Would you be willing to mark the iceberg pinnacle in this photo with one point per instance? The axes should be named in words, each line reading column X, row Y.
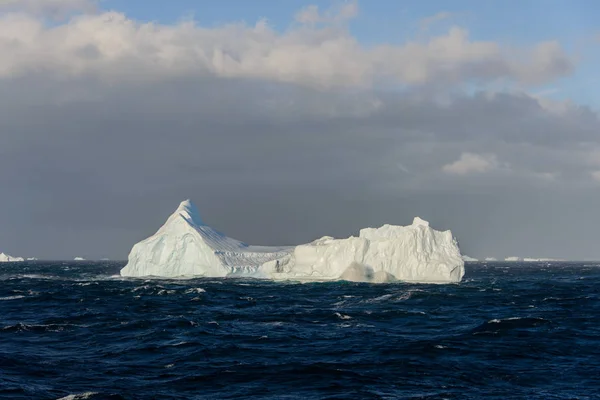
column 184, row 246
column 188, row 210
column 7, row 258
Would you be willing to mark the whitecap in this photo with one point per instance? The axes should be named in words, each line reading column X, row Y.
column 195, row 290
column 12, row 297
column 343, row 316
column 80, row 396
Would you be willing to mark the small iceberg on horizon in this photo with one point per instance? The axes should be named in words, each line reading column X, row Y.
column 6, row 258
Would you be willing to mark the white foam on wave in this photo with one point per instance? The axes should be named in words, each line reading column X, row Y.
column 79, row 396
column 342, row 316
column 195, row 290
column 16, row 297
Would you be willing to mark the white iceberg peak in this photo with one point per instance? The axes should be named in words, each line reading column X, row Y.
column 188, row 210
column 419, row 221
column 7, row 258
column 184, row 246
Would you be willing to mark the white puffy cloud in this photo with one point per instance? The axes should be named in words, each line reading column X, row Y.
column 112, row 46
column 469, row 163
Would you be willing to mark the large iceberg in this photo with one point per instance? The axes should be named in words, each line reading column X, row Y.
column 7, row 258
column 185, row 246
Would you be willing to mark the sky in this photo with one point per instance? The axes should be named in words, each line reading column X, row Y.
column 287, row 121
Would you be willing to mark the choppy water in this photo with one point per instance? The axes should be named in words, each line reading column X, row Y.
column 76, row 330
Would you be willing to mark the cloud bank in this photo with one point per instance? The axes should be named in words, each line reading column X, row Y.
column 281, row 136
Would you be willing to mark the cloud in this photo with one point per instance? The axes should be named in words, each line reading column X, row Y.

TASK REQUIREMENTS:
Your copy must reproduce the entries above in full, without their pictures.

SOLVED PROBLEM:
Would you be willing to mark the iceberg pinnacle in this photo with one point per instance? The axes should be named in words, each line reading column X, row Y.
column 184, row 246
column 188, row 210
column 7, row 258
Would you be willing to mark the whitecap in this photo with one point per instance? The axes should be named in words, each line reading column X, row Y.
column 195, row 290
column 12, row 297
column 343, row 316
column 80, row 396
Would you be willing to mark the small iceberg on horizon in this photo with one point per instance? The axes should be named in words, each line reading column X, row Y.
column 6, row 258
Would you be willing to mark the white foam on wave in this photo with one point per instance? The axes should be named in words, each line reading column X, row Y.
column 79, row 396
column 342, row 316
column 195, row 290
column 16, row 297
Would you be willing to mark the white iceberg peak in this photo with one point per instance? The axes should be named in words, each line reading column X, row Y.
column 188, row 210
column 419, row 221
column 7, row 258
column 184, row 246
Would you be willing to mark the white puffy cloud in this photo with one point per instance? The axes should be named in words, each line reading column X, row Y.
column 112, row 46
column 469, row 163
Would you be willing to mark the large iceberg in this photo with one point per instance? The axes should be named in words, each line reading column X, row Y.
column 7, row 258
column 185, row 246
Would you be willing to mark the sky in this photo with one point per instance? The axes should be named in words, each line reading column X, row Y.
column 287, row 121
Would you be willing to mark the choppy water in this photo with one point per instance? The axes should be named in words, each line reading column X, row Y.
column 76, row 330
Would you be willing to mark the cloud bank in this photo with one point per instance? The axes should be named in words, each line reading column X, row Y.
column 281, row 136
Would you be willing to mark the cloud in this photo with one point per instance? The axes should be named in words, each line reading column X, row Y.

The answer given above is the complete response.